#### WRITTEN TASK A
Count the lines of the records below that contain the word "bottle". Give only the number.

#### QUOTED PASSAGE

Start

Thence we skip here singular steps like action acceptance or primary
election invocation.    

**Multi primary switch stages**

> stage/group_rpl/Multi-primary Switch: waiting for pending transactions to finish.

The old primary updated the *enforce_update_everywhere_checks* variable and
collected the set of currently ongoing transactions.   
In this stage we show the progress of how many transactions are left
for execution. 

> stage/group_rpl/Multi-primary Switch: waiting on another member step completion

While the above step runs, the old secondaries are in wait state.   
This stage shows we are waiting on a message from the old
primary member.

> stage/group_rpl/Multi-primary Switch: applying buffered transactions.

The old primary executed all the above transactions.   
The secondaries must also wait for them to be executed locally.   
This stage reports when the process is over.

> stage/group_rpl/Multi-primary Switch: waiting for operation to complete on all members.

Due to the asynchronous nature of the algorithm, completion time in
different members can differ.   
This stage reports how much members finished vs the ones that are
still missing.  

**Single primary switch stages**

>  stage/group_rpl/Single-primary Switch: checking group pre-conditions.

Check if the group has running channel slaves or members of an invalid
version.     
This stage reports the completion of the several verification steps. 

> stage/group_rpl/Single-primary Switch: executing Primary election

Primary election is invoked and runs in all members. This stage means
the algorithm is waiting on the election.

> stage/group_rpl/Single-primary Switch: waiting for operation to complete on all members.

Due to the asynchronous nature of the algorithm, completion time in
different members can differ.  
This stage reports how much members finished vs the ones that are
still missing.  

**Primary switch stages**

> stage/group_rpl/Primary switch: checking current primary pre-conditions.

Check if the old primary has running channel slaves.
This stage reports the completion of the several verification steps. 

> stage/group_rpl/Primary Switch: waiting for pending transactions to finish.

The old primary updated the *enforce_update_everywhere_checks* variable and
collected the set of currently ongoing transactions.   
In this stage we show the progress of how many transactions are left
for execution. 

> stage/group_rpl/Primary Switch: waiting on another member step completion


While the above step runs, the old secondaries are in wait state.   
This stage shows we are waiting the execution of the above
transactions that will lead to the primary election phase.

> stage/group_rpl/Primary Switch: executing Primary election

Primary election is invoked and runs in all members. This stage means
the algorithm is waiting on the election outcome.

> stage/group_rpl/Primary Switch: waiting for operation to complete on all members.

Due to the asynchronous nature of the algorithm, completion time in
different members can differ.  
This stage reports how much members finished vs the ones that are
still missing.  

**Primary election stages**

> stage/group_rpl/Primary Election: applying buffered transactions.

End

#### MATERIAL FOR THIS TASK
Start

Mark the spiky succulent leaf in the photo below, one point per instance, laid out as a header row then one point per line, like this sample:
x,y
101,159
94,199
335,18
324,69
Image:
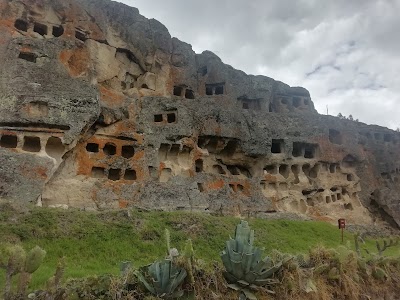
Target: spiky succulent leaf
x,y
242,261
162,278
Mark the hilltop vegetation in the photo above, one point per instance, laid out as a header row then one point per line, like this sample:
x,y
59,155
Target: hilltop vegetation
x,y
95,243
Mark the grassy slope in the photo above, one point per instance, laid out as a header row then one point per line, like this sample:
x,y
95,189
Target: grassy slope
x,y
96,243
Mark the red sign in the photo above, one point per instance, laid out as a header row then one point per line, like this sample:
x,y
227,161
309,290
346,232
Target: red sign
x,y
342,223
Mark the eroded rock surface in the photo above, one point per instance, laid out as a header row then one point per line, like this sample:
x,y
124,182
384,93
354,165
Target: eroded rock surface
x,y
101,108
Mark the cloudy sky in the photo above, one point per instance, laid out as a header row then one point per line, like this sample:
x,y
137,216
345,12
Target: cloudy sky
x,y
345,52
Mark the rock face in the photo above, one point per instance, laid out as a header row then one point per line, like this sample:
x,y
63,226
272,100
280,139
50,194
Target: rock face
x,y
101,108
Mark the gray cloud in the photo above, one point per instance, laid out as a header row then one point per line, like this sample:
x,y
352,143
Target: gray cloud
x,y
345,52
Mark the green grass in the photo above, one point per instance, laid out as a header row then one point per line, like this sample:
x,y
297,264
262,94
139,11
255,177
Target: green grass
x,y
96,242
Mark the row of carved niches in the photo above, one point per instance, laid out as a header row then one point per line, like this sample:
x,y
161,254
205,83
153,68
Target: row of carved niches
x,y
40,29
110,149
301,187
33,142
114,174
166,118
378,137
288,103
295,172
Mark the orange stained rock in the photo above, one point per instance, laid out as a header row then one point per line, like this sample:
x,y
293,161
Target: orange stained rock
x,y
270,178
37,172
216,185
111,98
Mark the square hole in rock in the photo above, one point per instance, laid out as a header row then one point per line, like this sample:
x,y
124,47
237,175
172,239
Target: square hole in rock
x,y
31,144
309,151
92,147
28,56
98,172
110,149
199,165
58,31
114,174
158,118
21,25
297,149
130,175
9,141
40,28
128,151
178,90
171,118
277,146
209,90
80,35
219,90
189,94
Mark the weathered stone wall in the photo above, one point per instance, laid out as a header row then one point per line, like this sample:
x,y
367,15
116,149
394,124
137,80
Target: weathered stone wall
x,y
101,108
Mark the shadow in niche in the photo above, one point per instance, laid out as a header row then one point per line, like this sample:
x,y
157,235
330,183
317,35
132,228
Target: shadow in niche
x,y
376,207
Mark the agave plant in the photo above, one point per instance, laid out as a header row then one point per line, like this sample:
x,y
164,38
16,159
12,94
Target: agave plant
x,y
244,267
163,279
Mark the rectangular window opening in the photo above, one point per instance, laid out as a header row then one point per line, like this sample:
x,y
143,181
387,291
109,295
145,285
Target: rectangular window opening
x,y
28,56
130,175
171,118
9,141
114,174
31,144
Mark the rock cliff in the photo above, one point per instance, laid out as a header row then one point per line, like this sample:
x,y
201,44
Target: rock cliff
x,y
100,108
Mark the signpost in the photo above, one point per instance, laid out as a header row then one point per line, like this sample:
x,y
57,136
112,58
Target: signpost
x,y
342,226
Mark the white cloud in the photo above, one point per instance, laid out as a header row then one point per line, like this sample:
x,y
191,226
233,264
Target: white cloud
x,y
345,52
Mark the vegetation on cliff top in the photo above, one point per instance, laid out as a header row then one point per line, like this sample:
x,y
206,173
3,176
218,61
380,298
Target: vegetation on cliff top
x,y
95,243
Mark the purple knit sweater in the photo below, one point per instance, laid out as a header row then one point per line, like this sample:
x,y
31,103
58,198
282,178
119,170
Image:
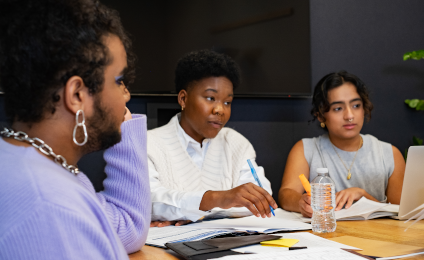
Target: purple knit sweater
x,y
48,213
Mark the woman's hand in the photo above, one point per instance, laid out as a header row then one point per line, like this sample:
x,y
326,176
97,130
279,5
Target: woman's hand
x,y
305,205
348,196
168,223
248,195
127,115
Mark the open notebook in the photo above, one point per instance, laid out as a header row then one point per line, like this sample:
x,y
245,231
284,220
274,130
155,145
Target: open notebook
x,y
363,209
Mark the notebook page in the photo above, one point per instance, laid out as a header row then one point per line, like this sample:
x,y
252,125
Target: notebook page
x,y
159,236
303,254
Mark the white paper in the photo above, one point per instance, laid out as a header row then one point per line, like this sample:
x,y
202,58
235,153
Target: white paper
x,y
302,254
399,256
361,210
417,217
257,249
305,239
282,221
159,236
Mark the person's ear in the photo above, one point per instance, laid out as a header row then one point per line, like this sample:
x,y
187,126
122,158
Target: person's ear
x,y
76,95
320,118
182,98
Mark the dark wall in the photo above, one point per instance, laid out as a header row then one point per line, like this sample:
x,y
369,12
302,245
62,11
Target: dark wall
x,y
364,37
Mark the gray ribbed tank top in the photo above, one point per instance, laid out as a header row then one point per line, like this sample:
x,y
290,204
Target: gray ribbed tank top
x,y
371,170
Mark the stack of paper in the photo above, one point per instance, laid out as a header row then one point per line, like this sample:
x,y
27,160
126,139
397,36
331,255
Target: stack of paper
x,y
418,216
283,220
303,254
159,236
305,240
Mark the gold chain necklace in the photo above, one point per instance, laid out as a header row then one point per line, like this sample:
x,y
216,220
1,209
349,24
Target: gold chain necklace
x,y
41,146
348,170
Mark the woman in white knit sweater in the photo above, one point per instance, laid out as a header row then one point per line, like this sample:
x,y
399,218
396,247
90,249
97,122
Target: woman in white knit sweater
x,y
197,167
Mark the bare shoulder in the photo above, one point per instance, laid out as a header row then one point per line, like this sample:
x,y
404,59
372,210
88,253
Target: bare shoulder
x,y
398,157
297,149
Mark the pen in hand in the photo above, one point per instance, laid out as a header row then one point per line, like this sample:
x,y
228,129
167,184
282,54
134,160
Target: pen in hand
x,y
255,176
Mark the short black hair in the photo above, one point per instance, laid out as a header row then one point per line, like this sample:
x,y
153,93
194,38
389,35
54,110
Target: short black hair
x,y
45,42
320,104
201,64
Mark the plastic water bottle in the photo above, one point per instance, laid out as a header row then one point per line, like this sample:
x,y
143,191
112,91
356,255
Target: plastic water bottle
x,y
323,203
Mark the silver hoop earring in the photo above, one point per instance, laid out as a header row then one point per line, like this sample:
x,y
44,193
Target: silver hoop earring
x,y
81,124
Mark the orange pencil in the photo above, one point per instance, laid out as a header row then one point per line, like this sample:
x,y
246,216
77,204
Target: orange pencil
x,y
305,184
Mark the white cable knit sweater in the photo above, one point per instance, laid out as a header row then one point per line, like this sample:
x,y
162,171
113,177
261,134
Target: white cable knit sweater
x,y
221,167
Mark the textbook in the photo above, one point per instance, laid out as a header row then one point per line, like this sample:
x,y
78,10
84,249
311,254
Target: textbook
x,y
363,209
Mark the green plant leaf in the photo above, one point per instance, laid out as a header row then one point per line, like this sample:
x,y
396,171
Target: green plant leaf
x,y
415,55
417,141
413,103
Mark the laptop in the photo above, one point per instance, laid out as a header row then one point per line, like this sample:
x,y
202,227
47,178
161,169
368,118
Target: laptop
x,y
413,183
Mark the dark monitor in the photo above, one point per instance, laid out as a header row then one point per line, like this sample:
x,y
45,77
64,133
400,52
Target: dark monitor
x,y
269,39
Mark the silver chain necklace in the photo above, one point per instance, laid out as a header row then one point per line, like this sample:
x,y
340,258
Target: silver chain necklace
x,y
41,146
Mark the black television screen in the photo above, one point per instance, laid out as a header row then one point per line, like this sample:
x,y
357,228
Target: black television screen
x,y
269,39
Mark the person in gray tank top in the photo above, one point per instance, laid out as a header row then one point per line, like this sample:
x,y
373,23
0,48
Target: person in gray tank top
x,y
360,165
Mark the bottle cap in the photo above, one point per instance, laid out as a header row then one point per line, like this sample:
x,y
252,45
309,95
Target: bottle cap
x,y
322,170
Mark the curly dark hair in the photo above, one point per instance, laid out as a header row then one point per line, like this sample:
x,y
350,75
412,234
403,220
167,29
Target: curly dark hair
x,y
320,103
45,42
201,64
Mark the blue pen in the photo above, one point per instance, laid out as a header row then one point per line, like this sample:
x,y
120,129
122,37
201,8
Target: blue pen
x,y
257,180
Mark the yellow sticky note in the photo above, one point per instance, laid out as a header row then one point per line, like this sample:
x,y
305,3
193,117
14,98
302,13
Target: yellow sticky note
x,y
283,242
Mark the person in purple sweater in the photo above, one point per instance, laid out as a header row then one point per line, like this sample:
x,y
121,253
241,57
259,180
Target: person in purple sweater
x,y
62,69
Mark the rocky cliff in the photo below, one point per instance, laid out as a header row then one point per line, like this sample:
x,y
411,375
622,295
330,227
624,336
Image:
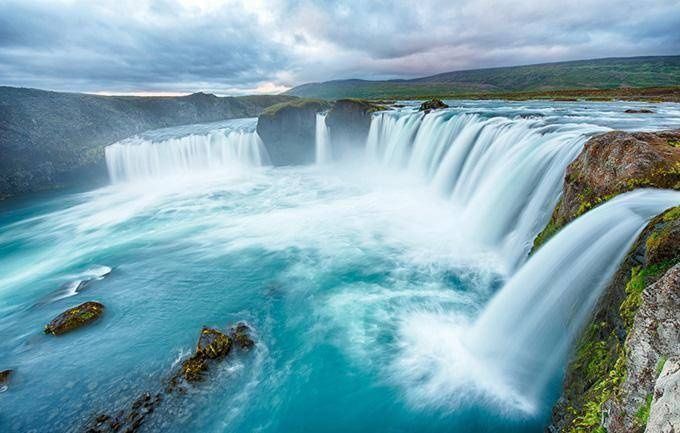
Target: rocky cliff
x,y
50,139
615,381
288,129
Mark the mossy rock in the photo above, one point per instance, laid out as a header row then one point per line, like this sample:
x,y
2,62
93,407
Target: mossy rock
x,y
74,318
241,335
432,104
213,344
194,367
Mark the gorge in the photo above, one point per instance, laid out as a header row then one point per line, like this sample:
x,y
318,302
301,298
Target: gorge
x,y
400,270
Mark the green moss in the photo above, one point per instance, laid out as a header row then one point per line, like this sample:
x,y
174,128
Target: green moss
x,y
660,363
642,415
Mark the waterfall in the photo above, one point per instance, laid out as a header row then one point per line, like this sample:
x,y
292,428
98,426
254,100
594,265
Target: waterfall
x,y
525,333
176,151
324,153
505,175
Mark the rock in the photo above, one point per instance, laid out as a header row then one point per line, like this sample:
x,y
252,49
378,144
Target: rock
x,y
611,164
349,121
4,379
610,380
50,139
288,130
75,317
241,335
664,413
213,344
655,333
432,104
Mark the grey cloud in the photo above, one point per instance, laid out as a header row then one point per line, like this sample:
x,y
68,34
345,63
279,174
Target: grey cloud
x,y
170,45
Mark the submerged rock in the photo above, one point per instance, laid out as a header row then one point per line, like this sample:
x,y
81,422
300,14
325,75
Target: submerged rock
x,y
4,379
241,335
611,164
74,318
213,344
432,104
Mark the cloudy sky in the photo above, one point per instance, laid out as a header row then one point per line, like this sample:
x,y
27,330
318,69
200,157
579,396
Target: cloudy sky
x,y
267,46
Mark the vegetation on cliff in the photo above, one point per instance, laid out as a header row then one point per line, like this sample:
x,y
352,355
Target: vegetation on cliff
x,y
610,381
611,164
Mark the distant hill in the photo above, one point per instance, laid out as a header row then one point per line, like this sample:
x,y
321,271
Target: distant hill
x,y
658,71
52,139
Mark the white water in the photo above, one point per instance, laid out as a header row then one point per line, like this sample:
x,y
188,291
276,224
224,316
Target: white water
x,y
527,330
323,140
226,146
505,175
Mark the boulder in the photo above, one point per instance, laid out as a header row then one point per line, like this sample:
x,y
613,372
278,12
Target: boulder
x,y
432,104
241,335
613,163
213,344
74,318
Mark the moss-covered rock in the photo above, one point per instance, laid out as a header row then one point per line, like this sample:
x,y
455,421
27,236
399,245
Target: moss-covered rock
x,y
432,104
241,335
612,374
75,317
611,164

End
Start

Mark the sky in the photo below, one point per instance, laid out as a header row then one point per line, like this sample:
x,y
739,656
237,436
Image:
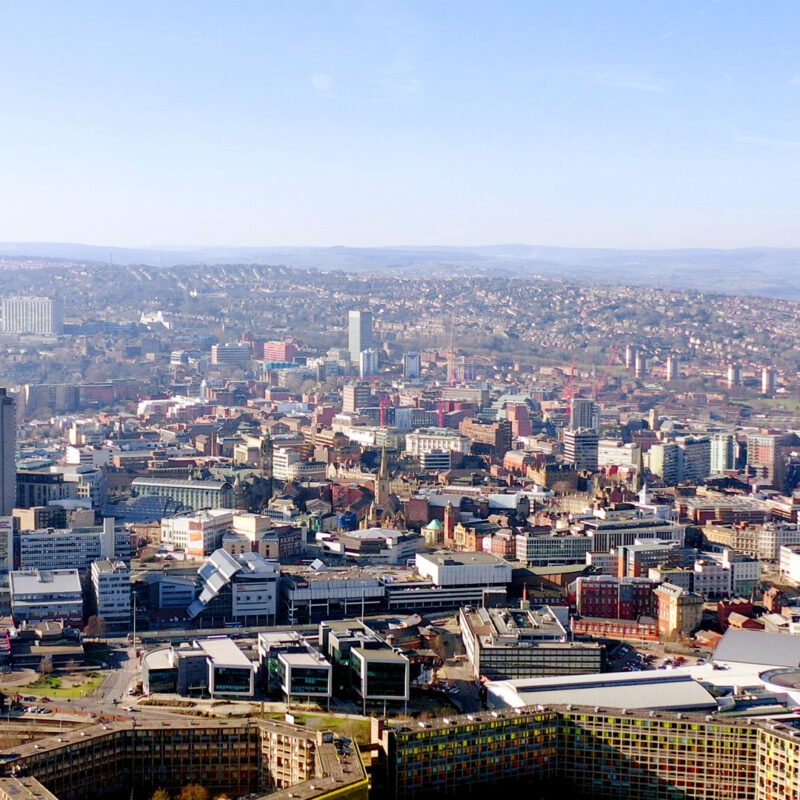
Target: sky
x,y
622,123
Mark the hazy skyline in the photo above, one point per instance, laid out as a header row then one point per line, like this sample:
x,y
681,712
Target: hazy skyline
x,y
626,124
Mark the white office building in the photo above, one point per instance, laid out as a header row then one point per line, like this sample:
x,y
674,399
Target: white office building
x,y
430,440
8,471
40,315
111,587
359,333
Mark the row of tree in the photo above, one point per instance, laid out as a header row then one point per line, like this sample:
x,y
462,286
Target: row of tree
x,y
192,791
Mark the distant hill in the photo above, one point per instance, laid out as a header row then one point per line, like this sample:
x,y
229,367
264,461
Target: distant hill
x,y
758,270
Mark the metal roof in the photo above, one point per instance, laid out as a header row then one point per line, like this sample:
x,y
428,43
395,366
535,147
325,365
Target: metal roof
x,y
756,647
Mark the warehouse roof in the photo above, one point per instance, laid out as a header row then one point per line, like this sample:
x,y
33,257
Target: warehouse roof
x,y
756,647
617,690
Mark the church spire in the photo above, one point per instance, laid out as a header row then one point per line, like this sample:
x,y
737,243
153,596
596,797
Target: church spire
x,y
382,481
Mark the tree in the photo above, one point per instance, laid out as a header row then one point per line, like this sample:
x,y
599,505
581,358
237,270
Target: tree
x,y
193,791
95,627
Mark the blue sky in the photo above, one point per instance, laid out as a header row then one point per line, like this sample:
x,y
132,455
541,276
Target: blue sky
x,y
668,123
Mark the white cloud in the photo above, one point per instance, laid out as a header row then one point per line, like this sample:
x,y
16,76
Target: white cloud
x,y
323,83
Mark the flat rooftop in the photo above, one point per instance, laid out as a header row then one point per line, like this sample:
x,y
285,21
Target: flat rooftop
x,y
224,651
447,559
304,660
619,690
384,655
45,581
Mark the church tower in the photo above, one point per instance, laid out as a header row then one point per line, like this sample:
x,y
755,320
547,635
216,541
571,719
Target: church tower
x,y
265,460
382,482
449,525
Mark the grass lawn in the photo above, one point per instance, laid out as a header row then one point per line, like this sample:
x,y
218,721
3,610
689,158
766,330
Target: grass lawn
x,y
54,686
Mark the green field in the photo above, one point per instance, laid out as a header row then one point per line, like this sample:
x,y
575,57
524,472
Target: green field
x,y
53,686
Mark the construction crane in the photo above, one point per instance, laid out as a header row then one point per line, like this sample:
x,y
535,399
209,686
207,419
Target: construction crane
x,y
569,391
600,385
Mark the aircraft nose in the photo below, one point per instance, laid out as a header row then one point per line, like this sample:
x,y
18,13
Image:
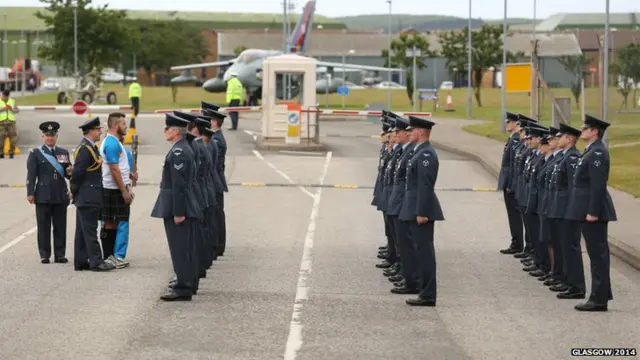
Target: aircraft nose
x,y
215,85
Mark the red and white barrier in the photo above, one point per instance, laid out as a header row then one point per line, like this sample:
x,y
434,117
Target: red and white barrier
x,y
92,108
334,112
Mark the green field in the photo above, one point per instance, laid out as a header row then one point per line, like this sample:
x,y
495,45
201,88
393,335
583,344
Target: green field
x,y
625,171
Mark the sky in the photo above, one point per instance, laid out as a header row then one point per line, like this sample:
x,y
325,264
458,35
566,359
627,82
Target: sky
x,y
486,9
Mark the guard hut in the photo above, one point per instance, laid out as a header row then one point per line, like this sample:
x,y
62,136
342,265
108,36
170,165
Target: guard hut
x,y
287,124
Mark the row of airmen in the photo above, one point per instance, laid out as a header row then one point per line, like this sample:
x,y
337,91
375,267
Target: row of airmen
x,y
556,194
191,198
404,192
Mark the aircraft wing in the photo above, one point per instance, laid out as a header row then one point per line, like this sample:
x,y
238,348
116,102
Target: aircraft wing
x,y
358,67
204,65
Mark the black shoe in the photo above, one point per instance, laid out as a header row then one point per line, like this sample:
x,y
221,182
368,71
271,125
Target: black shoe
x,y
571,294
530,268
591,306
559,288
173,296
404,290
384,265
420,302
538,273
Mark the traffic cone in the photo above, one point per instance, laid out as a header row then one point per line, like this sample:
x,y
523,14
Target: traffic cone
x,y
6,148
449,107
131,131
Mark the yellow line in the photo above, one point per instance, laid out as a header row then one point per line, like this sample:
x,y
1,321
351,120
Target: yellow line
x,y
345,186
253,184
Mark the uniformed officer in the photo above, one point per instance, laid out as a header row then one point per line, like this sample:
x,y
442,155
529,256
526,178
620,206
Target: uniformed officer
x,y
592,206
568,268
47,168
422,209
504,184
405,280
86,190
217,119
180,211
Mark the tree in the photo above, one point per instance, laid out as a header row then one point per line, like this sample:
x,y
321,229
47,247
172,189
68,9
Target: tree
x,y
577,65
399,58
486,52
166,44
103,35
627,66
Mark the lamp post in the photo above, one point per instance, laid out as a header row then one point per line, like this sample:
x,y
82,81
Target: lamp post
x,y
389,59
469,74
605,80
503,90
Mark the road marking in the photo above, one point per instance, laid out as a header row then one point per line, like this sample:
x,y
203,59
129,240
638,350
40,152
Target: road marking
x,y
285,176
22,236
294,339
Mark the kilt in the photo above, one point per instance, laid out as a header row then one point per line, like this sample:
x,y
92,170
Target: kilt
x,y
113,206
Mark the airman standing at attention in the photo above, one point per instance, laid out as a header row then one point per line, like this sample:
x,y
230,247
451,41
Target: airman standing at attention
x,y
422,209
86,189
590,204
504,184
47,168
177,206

End

#### WRITTEN TASK B
In the passage above on group replication switch stages, what does the old primary collect after updating the enforce_update_everywhere_checks variable?

#### OUTPUT A
4

#### OUTPUT B
The set of currently ongoing transactions.